%%

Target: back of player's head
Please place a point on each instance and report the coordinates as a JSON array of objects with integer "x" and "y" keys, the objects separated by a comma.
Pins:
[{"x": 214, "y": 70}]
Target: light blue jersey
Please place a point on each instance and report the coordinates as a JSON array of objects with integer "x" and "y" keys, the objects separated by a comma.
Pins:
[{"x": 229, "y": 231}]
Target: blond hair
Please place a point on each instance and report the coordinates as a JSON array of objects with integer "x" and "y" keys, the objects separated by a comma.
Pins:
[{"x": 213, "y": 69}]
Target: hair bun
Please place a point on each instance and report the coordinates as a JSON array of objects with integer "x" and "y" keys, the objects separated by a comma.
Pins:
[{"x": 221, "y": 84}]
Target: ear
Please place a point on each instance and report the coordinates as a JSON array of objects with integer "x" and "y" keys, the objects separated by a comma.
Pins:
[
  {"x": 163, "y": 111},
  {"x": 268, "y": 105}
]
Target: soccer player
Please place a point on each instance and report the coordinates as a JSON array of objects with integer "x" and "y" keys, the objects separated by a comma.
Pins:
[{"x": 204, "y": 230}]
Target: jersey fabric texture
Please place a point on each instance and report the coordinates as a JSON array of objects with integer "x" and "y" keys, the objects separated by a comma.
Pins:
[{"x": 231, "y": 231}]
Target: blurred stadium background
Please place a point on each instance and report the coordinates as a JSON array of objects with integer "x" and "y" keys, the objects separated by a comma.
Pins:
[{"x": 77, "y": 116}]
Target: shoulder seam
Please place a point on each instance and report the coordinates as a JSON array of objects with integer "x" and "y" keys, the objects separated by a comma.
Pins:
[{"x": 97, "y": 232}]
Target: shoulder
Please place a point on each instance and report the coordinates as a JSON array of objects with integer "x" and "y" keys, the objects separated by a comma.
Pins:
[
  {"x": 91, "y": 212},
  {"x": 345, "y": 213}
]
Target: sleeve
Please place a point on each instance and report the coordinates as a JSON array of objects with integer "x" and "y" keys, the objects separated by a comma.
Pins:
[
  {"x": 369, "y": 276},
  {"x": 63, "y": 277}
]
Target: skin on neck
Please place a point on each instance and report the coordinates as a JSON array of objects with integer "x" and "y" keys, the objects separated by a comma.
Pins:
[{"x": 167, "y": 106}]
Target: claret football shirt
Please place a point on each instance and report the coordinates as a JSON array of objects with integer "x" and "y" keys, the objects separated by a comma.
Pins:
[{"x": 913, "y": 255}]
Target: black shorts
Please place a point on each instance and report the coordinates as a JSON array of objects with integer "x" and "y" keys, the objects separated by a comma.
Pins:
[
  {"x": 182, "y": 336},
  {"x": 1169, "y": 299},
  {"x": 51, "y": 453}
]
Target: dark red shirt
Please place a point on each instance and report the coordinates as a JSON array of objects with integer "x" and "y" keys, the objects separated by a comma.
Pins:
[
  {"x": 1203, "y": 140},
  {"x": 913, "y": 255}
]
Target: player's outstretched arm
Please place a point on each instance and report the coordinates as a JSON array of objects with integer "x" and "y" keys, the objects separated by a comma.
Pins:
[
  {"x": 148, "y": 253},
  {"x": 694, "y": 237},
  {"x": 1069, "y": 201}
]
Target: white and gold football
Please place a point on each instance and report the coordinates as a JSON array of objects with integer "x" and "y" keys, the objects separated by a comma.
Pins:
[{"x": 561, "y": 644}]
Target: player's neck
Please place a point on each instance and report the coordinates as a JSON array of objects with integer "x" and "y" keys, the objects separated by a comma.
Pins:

%%

Exercise task >> Convert all of the material above into a numbered list, one line per entry, with blank lines omitted.

Written response >>
1. Target: back of player's head
2. Please place a point on each instance and report the coordinates as a JSON array of objects with integer "x" and "y" keys, the objects separated by a comma.
3. Pins:
4. [{"x": 214, "y": 70}]
5. Target: light blue jersey
6. Please place a point on each instance and report the coordinates as a JSON array of objects with integer "x" and "y" keys, the objects separated by a comma.
7. Pins:
8. [{"x": 229, "y": 231}]
9. Target: blond hair
10. Please place a point on each instance and report the coordinates as a JSON array of objects with integer "x" and "y" keys, the objects separated by a comma.
11. Pins:
12. [{"x": 213, "y": 69}]
13. Target: hair bun
14. Please place a point on each instance and report the coordinates as a JSON array of objects with integer "x" and "y" keys, the objects separated by a comma.
15. Pins:
16. [{"x": 221, "y": 84}]
17. Target: ear
18. Please place a point on each instance and report the coordinates as a JSON array of objects with integer "x" and "y" keys, the objects separated by a comma.
19. Pins:
20. [
21.   {"x": 163, "y": 111},
22.   {"x": 268, "y": 105}
23. ]
24. Target: soccer player
25. Please place a point on each instance and report the coordinates as a JSON array of objects with integer "x" and "y" keys, the objects separated by a comma.
26. Pins:
27. [{"x": 204, "y": 230}]
28. Target: jersey fabric texture
29. Please place a point on each instance and report the coordinates as a JSON array of objects with integer "x" and "y" keys, the objects separated by a comma.
30. Pins:
31. [{"x": 231, "y": 231}]
32. Target: blurred stadium background
33. Please place a point on each instance and report the coordinates as a JSON array of objects with integer "x" and "y" keys, the objects separated by a comma.
34. Pins:
35. [{"x": 77, "y": 116}]
36. Target: shoulder seam
37. Please place a point on each instance and report the coordinates as a JSON array of objects with integer "x" and "y" keys, the objects separated by a comma.
38. Pins:
39. [{"x": 97, "y": 232}]
40. Target: shoulder
41. Please place a point on each instance and report the coordinates as a JSON array of objects with integer "x" and "y" keys, the objects separated by a comma.
42. Pins:
43. [
44.   {"x": 91, "y": 212},
45.   {"x": 345, "y": 213}
46. ]
47. Target: sleeve
48. Please place a point on each instance and report the coordinates as a JSON array of objects with integer "x" and "y" keys, the objects separated by a comma.
49. Pins:
50. [
51.   {"x": 369, "y": 276},
52.   {"x": 63, "y": 277}
53. ]
54. Target: skin on neck
55. Please place a point on each instance and report the coordinates as a JSON array of objects with integer "x" and "y" keys, the objects separated by a comma.
56. Pins:
57. [{"x": 167, "y": 106}]
58. Target: claret football shirt
59. Please place a point on each instance and report the coordinates as a JSON array of objects with integer "x" and "y" keys, the objects separated by a comma.
60. Pins:
61. [{"x": 913, "y": 255}]
62. Target: black shorts
63. Please place a point on each instance and report the coordinates as a JSON array of objects with integer "x" and "y" keys, the objects separated by a comma.
64. Pins:
65. [
66.   {"x": 182, "y": 336},
67.   {"x": 1169, "y": 299},
68.   {"x": 51, "y": 453}
69. ]
70. Target: dark red shirt
71. Please place a point on each instance and report the coordinates as a JSON array of objects with integer "x" and "y" keys, the objects separated by a comma.
72. Pins:
73. [
74.   {"x": 1203, "y": 140},
75.   {"x": 913, "y": 255}
76. ]
77. Target: player's outstretched arm
78. Please place a point on each instance and report the coordinates as a JSON array of objects with integer "x" and "y" keys, the objects separated by a comma.
79. Pins:
80. [
81.   {"x": 148, "y": 253},
82.   {"x": 694, "y": 237},
83.   {"x": 1069, "y": 201}
84. ]
85. Target: white and gold football
86. Please place a point on each instance and report the coordinates as a JSON array of objects with integer "x" and "y" keys, the objects separated by a comma.
87. Pins:
88. [{"x": 561, "y": 644}]
89. Target: player's neck
90. Please place a point on each instance and report the coordinates as a JSON array of objects with integer "x" and "y" keys, the objects separated by a comma.
91. Pins:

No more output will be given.